* _Selected excerpt_
====

I feel the definition of engineer written into the code cited (same as in OK) is a bit tautological...

"Engineer means a person who, by the reason of...engineering sciences...engineering analysis and design acquired by engineering education and engineering experience is qualified...to engage in the practice of engineering"


----------



## IlPadrino (Jul 14, 2008)

BluSkyy said:


> I feel the definition of engineer written into the code cited (same as in OK) is a bit tautological...
> "Engineer means a person who, by the reason of...engineering sciences...engineering analysis and design acquired by engineering education and engineering experience is qualified...to engage in the practice of engineering"


Yeah, well, it certainly leaves it up to someone else to define "engineering sciences", "engineering analysis", "engineering education", and "engineering experience". Normally, I'd think those things are defined in statute.


----------



## Capt Worley PE (Jul 14, 2008)

If you have an engineering degree, you are an engineer.

Pass two additional tests, and your a licensed Professional Engineer.

Should be that simple.


----------



## gymrat1279 PE (Jul 14, 2008)

Capt Worley PE said:


> If you have an engineering degree, you are an engineer.

====

* _Directions_
Copy the stretch of the forum thread on defining an engineer from "## IlPadrino (Jul" through "defined in statute.", swapping "statute" for "law".

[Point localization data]

====

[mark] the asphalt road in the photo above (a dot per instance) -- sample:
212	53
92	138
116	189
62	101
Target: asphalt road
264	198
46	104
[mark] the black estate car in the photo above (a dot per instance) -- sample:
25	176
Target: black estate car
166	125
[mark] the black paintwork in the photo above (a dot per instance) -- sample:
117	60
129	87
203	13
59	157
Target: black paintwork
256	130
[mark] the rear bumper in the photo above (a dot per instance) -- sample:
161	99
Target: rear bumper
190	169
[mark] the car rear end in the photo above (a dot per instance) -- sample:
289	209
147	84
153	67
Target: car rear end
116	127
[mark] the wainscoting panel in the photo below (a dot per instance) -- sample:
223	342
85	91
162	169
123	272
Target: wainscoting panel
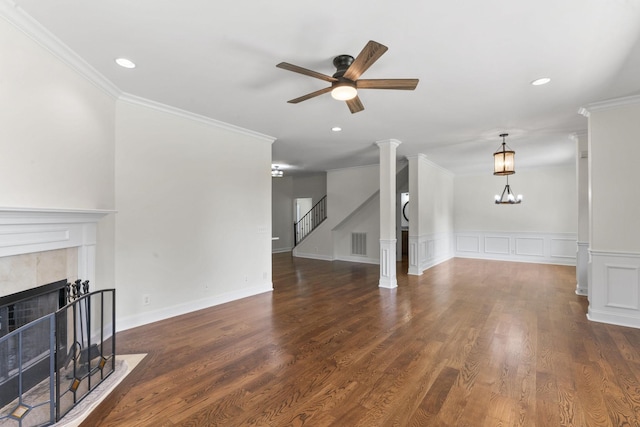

====

* _Answer for this exercise_
## IlPadrino (Jul 14, 2008)

BluSkyy said:


> I feel the definition of engineer written into the code cited (same as in OK) is a bit tautological...
> "Engineer means a person who, by the reason of...engineering sciences...engineering analysis and design acquired by engineering education and engineering experience is qualified...to engage in the practice of engineering"


Yeah, well, it certainly leaves it up to someone else to define "engineering sciences", "engineering analysis", "engineering education", and "engineering experience". Normally, I'd think those things are defined in law.